— Task to complete —
Return, with both end lines included, exactly what the data below holds from the line with "[(70, 650), (677, 563)]" through the line with "[(666, 19), (614, 934), (951, 694)]", though not the pictures.

(Photo-based referring expression data)
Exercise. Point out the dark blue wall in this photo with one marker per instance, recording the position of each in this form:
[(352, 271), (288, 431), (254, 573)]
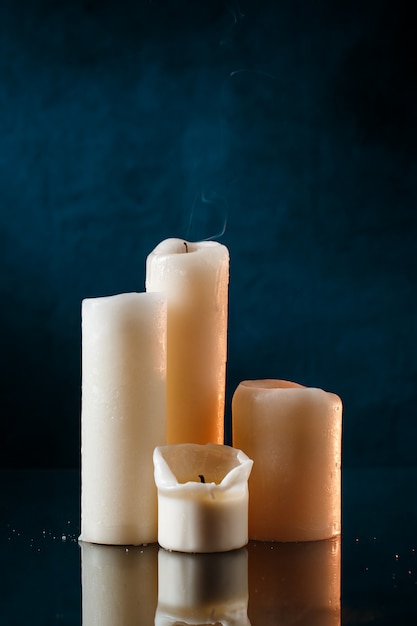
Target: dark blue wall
[(122, 123)]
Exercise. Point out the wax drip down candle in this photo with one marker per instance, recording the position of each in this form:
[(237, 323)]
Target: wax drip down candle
[(202, 497), (122, 416), (293, 434), (194, 277)]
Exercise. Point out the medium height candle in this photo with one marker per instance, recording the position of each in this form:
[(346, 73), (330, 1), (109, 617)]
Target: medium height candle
[(293, 434), (123, 416), (194, 277)]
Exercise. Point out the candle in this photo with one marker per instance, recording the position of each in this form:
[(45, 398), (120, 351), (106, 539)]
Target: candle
[(202, 588), (119, 585), (123, 416), (293, 434), (194, 277), (294, 583), (202, 497)]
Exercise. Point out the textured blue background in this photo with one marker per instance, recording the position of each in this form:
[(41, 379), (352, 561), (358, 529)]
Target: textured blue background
[(292, 124)]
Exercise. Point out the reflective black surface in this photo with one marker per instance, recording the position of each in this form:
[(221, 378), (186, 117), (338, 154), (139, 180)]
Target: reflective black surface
[(261, 585)]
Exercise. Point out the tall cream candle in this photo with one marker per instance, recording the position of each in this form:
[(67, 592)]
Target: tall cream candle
[(123, 416), (194, 277), (293, 434)]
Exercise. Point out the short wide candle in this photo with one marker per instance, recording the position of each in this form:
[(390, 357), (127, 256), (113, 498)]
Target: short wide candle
[(202, 497), (293, 434)]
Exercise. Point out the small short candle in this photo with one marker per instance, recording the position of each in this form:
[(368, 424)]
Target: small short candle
[(293, 434), (196, 515)]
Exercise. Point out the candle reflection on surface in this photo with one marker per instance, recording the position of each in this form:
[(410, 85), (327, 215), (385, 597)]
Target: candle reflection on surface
[(294, 583), (119, 584), (202, 588)]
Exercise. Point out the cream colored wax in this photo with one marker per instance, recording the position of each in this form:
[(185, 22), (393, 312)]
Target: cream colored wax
[(202, 497), (123, 416), (194, 277), (293, 434)]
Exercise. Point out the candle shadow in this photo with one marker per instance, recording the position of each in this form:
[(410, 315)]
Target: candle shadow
[(294, 583), (202, 588), (119, 584)]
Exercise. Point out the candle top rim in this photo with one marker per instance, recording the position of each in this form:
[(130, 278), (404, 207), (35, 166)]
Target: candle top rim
[(183, 465), (175, 245), (273, 383)]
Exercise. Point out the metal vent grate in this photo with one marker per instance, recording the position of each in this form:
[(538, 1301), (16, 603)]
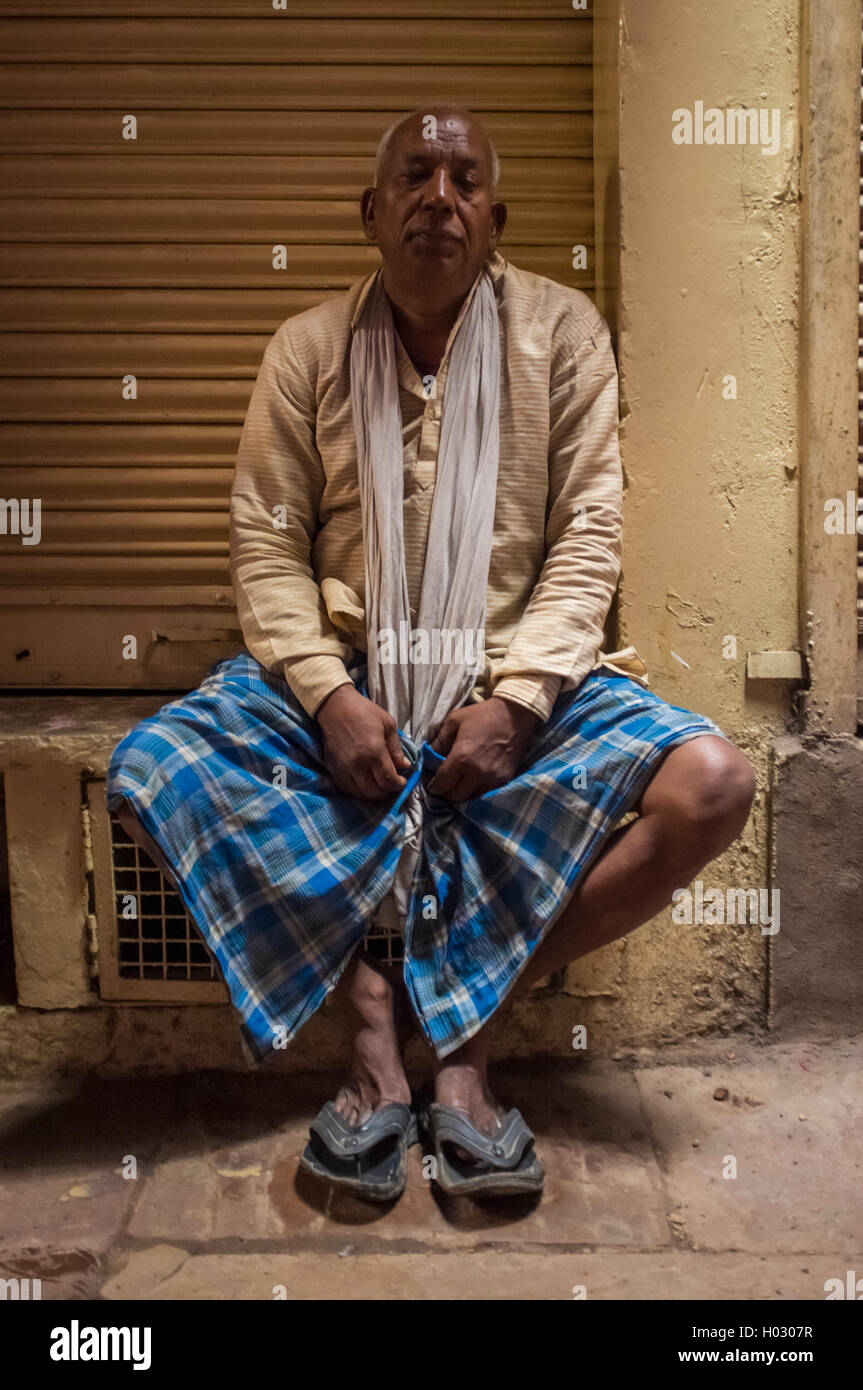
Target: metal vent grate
[(385, 945), (148, 947), (156, 938)]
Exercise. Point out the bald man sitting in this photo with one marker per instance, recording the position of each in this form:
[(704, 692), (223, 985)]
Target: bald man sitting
[(423, 734)]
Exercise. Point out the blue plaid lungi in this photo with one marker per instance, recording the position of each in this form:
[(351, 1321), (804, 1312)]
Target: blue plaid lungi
[(282, 873)]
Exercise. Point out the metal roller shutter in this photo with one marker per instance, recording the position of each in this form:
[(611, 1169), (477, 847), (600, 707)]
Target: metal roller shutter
[(152, 257)]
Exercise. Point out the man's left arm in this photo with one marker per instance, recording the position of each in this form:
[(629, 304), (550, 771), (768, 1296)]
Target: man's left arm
[(562, 627)]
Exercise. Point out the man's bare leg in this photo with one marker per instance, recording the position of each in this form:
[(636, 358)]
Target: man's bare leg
[(694, 808), (381, 1023)]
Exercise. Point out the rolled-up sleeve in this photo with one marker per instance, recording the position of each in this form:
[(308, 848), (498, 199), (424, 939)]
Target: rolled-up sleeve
[(560, 633), (274, 519)]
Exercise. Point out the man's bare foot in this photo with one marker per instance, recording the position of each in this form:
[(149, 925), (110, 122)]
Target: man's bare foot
[(462, 1082), (382, 1023)]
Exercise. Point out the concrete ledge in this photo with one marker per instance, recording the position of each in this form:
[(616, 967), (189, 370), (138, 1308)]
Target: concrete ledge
[(816, 959)]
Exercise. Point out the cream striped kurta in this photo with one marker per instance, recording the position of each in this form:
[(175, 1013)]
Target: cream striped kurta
[(296, 534)]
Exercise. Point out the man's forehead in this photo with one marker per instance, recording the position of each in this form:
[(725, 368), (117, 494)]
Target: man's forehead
[(453, 134)]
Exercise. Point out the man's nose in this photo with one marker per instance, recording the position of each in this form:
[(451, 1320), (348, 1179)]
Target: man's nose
[(438, 191)]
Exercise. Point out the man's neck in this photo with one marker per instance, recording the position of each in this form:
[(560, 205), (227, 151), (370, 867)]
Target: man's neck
[(423, 328)]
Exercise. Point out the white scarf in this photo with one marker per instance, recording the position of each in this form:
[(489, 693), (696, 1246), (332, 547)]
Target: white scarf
[(459, 546)]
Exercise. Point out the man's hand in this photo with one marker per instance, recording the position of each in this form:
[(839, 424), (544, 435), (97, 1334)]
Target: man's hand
[(484, 745), (362, 748)]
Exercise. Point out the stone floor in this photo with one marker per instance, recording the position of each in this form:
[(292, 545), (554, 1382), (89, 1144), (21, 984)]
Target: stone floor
[(188, 1187)]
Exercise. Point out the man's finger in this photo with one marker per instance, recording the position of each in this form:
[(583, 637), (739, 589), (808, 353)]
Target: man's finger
[(396, 752), (445, 779), (446, 736), (385, 774)]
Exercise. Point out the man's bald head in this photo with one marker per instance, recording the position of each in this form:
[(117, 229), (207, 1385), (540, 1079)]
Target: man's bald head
[(432, 211), (439, 111)]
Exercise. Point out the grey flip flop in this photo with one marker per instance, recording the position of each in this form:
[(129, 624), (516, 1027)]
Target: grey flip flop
[(506, 1162), (367, 1159)]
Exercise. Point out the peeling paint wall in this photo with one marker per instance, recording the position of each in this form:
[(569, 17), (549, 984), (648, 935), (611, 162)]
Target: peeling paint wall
[(709, 282)]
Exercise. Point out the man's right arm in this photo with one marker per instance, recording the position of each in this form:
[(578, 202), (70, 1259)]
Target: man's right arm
[(274, 517)]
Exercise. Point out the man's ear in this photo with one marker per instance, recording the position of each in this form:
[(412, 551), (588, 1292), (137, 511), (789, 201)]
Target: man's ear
[(367, 210), (498, 223)]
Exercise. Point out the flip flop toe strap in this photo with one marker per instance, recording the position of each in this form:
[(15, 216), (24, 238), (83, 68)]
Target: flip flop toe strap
[(502, 1150), (353, 1140)]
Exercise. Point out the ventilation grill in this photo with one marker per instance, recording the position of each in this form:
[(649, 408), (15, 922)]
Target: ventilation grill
[(156, 938), (148, 947)]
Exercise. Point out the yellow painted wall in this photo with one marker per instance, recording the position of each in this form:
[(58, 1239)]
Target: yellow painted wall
[(709, 281)]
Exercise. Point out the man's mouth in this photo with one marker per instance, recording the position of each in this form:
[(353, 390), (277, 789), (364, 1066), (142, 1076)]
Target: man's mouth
[(434, 234)]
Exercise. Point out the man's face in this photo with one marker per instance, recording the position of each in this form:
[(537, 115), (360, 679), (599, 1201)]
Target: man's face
[(432, 213)]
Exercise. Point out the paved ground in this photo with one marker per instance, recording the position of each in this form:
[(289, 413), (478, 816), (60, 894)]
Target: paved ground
[(188, 1187)]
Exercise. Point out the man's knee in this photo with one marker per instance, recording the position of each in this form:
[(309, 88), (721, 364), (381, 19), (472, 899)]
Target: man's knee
[(708, 788)]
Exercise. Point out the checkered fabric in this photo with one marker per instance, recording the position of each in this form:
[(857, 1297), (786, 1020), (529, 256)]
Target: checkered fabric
[(282, 873)]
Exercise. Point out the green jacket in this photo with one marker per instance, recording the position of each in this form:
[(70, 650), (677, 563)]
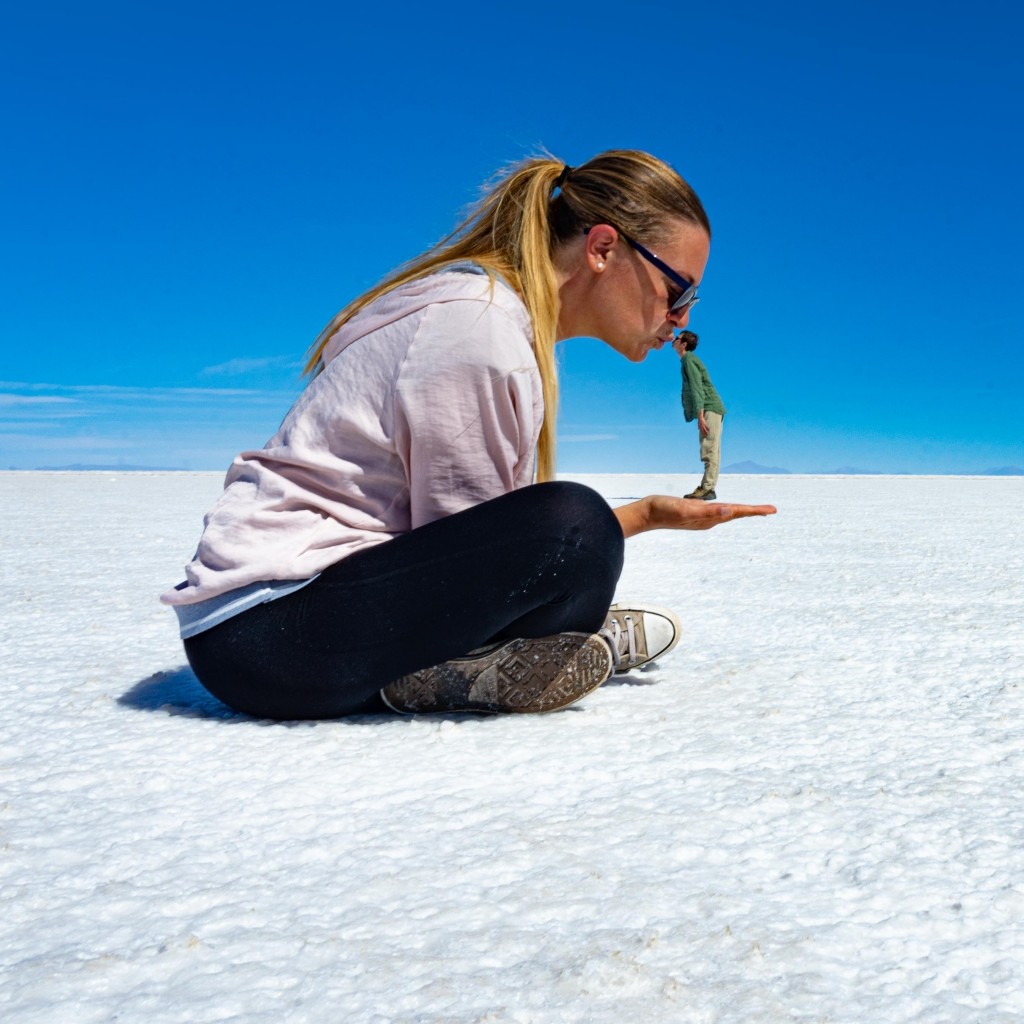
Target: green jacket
[(698, 392)]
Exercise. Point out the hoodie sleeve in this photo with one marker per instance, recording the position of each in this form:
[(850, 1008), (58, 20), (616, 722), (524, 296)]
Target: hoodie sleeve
[(468, 409)]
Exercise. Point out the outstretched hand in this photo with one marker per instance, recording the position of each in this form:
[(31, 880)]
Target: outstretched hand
[(666, 512)]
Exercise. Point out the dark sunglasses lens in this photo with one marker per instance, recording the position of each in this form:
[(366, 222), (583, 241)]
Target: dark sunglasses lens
[(688, 298)]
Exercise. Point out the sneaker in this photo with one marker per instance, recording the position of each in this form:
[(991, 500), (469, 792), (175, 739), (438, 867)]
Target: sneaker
[(640, 633), (512, 677)]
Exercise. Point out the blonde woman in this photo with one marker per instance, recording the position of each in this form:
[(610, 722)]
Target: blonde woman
[(400, 542)]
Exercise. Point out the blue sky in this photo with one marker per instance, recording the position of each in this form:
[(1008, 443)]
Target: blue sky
[(192, 190)]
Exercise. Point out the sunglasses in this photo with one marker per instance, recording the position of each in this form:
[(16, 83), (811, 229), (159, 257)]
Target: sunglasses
[(688, 291)]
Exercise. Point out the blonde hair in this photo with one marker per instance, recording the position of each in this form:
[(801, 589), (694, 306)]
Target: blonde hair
[(523, 217)]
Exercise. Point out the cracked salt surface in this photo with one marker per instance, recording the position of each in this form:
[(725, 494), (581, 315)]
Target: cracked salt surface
[(810, 811)]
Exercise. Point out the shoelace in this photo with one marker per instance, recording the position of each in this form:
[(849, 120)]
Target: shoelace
[(615, 637)]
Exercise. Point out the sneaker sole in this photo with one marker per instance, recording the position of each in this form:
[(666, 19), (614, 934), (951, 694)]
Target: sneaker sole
[(519, 677)]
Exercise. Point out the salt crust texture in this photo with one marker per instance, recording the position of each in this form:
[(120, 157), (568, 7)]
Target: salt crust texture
[(811, 811)]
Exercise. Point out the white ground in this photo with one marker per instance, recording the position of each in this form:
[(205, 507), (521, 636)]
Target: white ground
[(812, 811)]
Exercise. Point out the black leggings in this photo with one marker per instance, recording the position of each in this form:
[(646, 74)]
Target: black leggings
[(540, 560)]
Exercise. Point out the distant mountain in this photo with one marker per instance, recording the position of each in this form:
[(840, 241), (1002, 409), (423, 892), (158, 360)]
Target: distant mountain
[(752, 467)]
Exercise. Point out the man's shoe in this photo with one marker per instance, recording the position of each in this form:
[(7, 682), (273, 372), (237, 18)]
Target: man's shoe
[(512, 677), (640, 633)]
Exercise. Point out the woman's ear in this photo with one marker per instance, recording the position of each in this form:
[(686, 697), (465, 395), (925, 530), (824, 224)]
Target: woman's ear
[(601, 241)]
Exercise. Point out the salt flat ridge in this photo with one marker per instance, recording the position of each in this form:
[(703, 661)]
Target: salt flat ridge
[(809, 812)]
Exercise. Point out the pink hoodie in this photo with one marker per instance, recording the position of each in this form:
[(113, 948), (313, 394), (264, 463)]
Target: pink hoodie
[(429, 402)]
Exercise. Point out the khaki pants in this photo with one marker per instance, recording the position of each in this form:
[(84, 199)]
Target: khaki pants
[(711, 451)]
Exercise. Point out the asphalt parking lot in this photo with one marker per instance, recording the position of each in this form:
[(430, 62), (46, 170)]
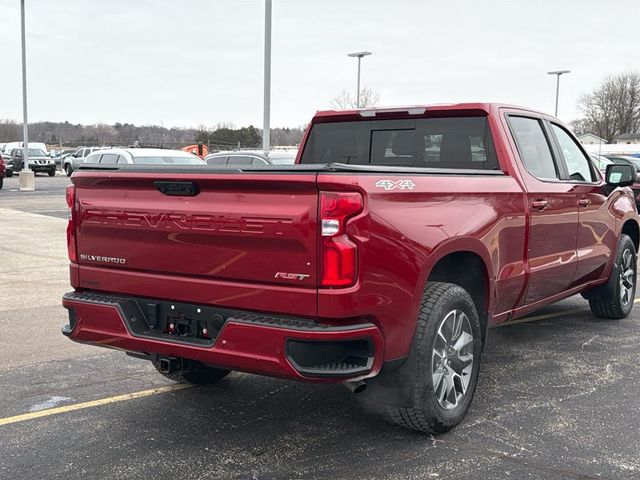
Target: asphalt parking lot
[(558, 396)]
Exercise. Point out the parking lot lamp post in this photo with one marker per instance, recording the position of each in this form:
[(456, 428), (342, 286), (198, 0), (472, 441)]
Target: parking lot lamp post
[(266, 129), (557, 73), (359, 56), (26, 180)]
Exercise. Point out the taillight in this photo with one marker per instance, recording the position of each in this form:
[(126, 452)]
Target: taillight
[(71, 226), (338, 252)]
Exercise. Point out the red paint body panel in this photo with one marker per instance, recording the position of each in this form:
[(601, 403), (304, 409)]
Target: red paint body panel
[(226, 246)]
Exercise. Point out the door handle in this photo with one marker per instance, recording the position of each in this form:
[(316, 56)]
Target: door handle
[(540, 204)]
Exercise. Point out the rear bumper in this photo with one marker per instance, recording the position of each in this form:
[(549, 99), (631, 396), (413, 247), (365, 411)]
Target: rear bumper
[(270, 345)]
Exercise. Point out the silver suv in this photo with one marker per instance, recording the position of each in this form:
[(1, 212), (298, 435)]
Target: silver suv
[(71, 162)]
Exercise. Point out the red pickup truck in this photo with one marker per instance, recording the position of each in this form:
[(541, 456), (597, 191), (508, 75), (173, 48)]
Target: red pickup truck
[(379, 260)]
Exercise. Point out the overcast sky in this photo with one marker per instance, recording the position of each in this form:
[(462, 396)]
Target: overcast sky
[(191, 62)]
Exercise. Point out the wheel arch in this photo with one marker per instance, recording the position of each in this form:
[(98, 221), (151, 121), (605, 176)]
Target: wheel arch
[(630, 227), (466, 264)]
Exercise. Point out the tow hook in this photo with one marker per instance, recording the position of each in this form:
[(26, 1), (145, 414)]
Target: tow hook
[(169, 365), (356, 387)]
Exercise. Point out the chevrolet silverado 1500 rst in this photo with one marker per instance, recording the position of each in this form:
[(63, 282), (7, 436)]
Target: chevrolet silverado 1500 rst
[(379, 260)]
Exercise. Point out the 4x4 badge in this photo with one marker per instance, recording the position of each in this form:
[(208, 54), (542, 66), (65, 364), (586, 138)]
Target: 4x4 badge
[(395, 184)]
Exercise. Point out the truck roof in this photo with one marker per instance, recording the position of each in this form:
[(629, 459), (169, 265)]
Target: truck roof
[(412, 111)]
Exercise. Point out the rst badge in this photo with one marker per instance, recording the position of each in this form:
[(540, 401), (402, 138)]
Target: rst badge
[(395, 184), (291, 276)]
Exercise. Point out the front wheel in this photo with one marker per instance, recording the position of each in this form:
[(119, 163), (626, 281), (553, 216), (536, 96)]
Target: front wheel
[(448, 345), (614, 300)]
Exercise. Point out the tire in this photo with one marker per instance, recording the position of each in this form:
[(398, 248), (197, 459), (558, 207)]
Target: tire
[(614, 300), (194, 372), (433, 411)]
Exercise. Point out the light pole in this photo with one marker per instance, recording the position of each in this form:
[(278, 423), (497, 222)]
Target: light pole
[(557, 73), (266, 129), (26, 180), (359, 56)]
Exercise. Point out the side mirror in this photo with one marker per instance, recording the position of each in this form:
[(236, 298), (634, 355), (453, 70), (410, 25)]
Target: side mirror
[(620, 175)]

— Answer to this exercise —
[(70, 650), (677, 563)]
Target: green jacket
[(698, 392)]
Exercise. Point out the hoodie sleeve in this photo with one marker per instance, recording the position of each in this form:
[(850, 1008), (58, 20), (616, 722), (524, 296)]
Target: hoodie sleeve
[(468, 409)]
Exercise. Point out the outstretched hand in this photo with one marker per instance, recording the position of each in this form:
[(31, 880)]
Target: outstretched hand
[(666, 512)]
Exercise. Point out the dark sunglasses lens in this photo with one marker per instance, recording the position of each in this form:
[(366, 222), (583, 241)]
Target: dark sunglasses lens
[(688, 298)]
Exercise. Point out the sneaker in this photo with one marker per instance, recording the position of each in this form:
[(991, 500), (469, 792), (175, 739), (438, 867)]
Target: sneaker
[(640, 633), (512, 677)]
Exercise. Point out the blonde woman in this photo with one marker per instance, recording the position of each in this form:
[(610, 722)]
Target: blonde woman
[(400, 542)]
Exercise. Point out the blue sky in this photo with one marker per instance, recording the position of each in this form:
[(1008, 443)]
Target: blue sky
[(192, 190)]
Exercise. Point out the sunglasses in this photo with one marker per instance, recording the position of each in this form:
[(16, 83), (811, 229), (159, 257)]
Target: sunglasses
[(688, 291)]
Exercise. Point out the blonde hair in this photo with one marker per instance, recording the position of each in this form:
[(801, 589), (694, 306)]
Target: blonde hair
[(523, 217)]
Exercise. Point out the cracked salt surface in this photo with one marker per instance, recording the position of each in this form:
[(725, 494), (581, 315)]
Target: cracked salt surface
[(810, 811)]
Exercise. Point out the shoelace in this photo with one marker per instance, recording the position of each in this form:
[(849, 120)]
Target: shoelace
[(615, 637)]
Exercise. Point out the sneaker sole in this photo with one marker per instance, recording the position of each in this form:
[(666, 19), (614, 934), (951, 694)]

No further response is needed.